Excerpted passage:
Fiio LT LT1 cable working great with my iPhone 12 to MJ2👍


----------



## Ronengeller

deekod said:


> Fiio LT LT1 cable working great with my iPhone 12 to MJ2👍


Thanks! Did you have a chance to compare to Apple cck for sound 
quality?


----------



## dougms3

padawan25 said:


> Unfortunately it was sociologist William Bruce Cameron who coined the phrase originally


I think you're missing the point of the quote, doesn't really matter who "coined" it, if Einstein is willing to repeat it.


----------



## deekod

Ronengeller said:


> Thanks! Did you have a chance to compare to Apple cck for sound
> quality?


Yeh maybe more clarity using the fiio, not much in it tbh


----------



## The1Signature (May 23, 2022)

JohnIgel said:


> If you have good enough equipment you can hear difference between USB cables.  I was running the AudioQuest Cinnamon and heard a definite improvement when I upgraded to the AudioQuest Carbon, more detailed and dynamic.


which length do you have?




Redcarmoose said:


> Yes. I made the mistake of ordering the 1.5m instead of the .75m too. I could not return it.


although i know the 75cm version is enough for me, i was thinking to buy the 150cm version - just in case when setup changes in the future.

however, after reading this forum and people buying sames cables with different sizes etc., i will buy the 75cm version now.


----------



## Ridonculous (Jul 4, 2022)

I'm new to the audiophile world and I currently have the following:
FiiO K5 Pro
HD560S
HD6XX

I used a regular printer cable from Amazon but I got interference / static. So, I decided to buy the Chroma Cables listed below and the interference went away. While doing my research on cables, I noticed that there are much, much more expensive cables to be had. One reasonably priced alternative to Chroma Cables was the Oyaide NEO d+ Class B. A seller on Amazon currently has a sale on the Oyaide cables and I wanted to know if there would be any difference if I got those cables instead. Does it even matter for someone like me with beginner equipment or would the cables only be of consequence for more premium setups?

$50 Oyaide NEO d+ Class B USB Type C to Type B Cable - 2 Meter (6.5 ft)
$45 Oyaide Neo d+ Series Class B USB Cable 2M

vs.

$17 Chroma Cables: Audio Optimized USB-A to USB-B Cable
$17 Chroma Cables: Audio Optimized USB-C to USB-B Cable with 56K Resistor


----------



## dougms3 (Jul 4, 2022)

Ridonculous said:


> I'm new to the audiophile world and I currently have the following:
> FiiO K5 Pro
> HD560S
> HD6XX
> ...


For price to performance value, you could try this.

https://www.aliexpress.com/item/325...st.0.0.21ef1802cyk1Qm&gatewayAdapt=4itemAdapt

I took apart one of these cables made from the knockoff odin wire. 

Not too sure but it looks like 24-28 awg, the core is solid silver or more likely sterling silver.  Each conductor has a PET or PTFE sleeve then spiraled aluminum/silver plated copper/sterling silver shield, then a PET or PTFE sleeve on top of that, maybe 8 conductors total.  I took a lighter to the wire and tried to burn the sleeve but it won't burn or melt so I'm assuming its not PVC.

It outperformed all the usb cables I've tested on my system, most expensive was $250.

What is being asked:
Transcribe the cable thread word for word from "For price to" to "expensive was $250.". Rely on the cable thread alone, with no outside source.

Records shown:
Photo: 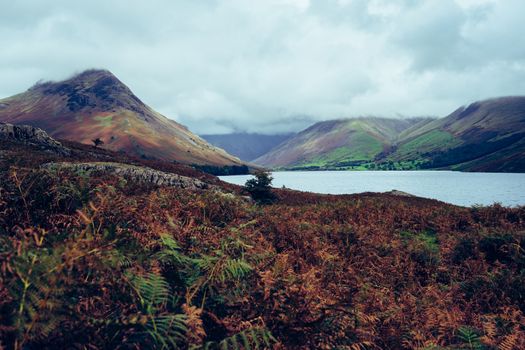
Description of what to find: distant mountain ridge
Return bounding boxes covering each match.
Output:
[0,70,242,166]
[254,117,430,169]
[254,96,525,172]
[200,133,295,162]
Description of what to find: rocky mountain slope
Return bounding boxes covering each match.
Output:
[254,117,429,168]
[386,97,525,172]
[254,97,525,172]
[0,70,241,165]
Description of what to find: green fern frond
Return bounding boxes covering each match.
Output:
[130,273,170,309]
[457,326,483,350]
[198,328,278,350]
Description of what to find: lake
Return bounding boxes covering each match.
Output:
[220,170,525,206]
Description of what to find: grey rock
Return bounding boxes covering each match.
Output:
[0,122,71,155]
[42,162,210,190]
[385,190,415,197]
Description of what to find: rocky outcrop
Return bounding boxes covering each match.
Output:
[385,190,415,197]
[0,123,71,155]
[42,162,213,190]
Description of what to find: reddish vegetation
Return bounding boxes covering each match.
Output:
[0,141,525,349]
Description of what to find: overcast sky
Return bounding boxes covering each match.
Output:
[0,0,525,133]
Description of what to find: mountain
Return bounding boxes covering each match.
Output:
[254,117,431,169]
[254,97,525,172]
[0,70,242,166]
[200,133,294,162]
[386,97,525,172]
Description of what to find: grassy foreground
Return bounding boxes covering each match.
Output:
[0,144,525,349]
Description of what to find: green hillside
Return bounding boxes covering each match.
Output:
[254,117,421,169]
[255,97,525,172]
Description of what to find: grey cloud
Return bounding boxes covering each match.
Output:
[0,0,525,133]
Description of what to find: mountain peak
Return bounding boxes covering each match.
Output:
[0,69,240,165]
[29,69,140,112]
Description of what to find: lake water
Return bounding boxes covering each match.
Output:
[220,171,525,206]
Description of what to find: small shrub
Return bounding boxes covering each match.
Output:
[244,171,277,204]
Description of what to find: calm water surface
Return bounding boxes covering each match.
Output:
[220,171,525,206]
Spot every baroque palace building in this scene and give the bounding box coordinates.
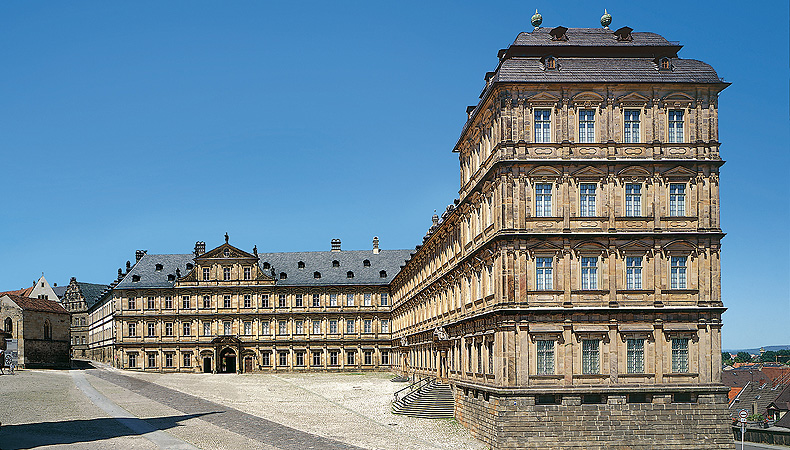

Written answer:
For price to performance value, you could try this.

https://www.aliexpress.com/item/325...st.0.0.21ef1802cyk1Qm&gatewayAdapt=4itemAdapt

I took apart one of these cables made from the knockoff odin wire. 

Not too sure but it looks like 24-28 awg, the core is solid silver or more likely sterling silver.  Each conductor has a PET or PTFE sleeve then spiraled aluminum/silver plated copper/sterling silver shield, then a PET or PTFE sleeve on top of that, maybe 8 conductors total.  I took a lighter to the wire and tried to burn the sleeve but it won't burn or melt so I'm assuming its not PVC.

It outperformed all the usb cables I've tested on my system, most expensive was $250.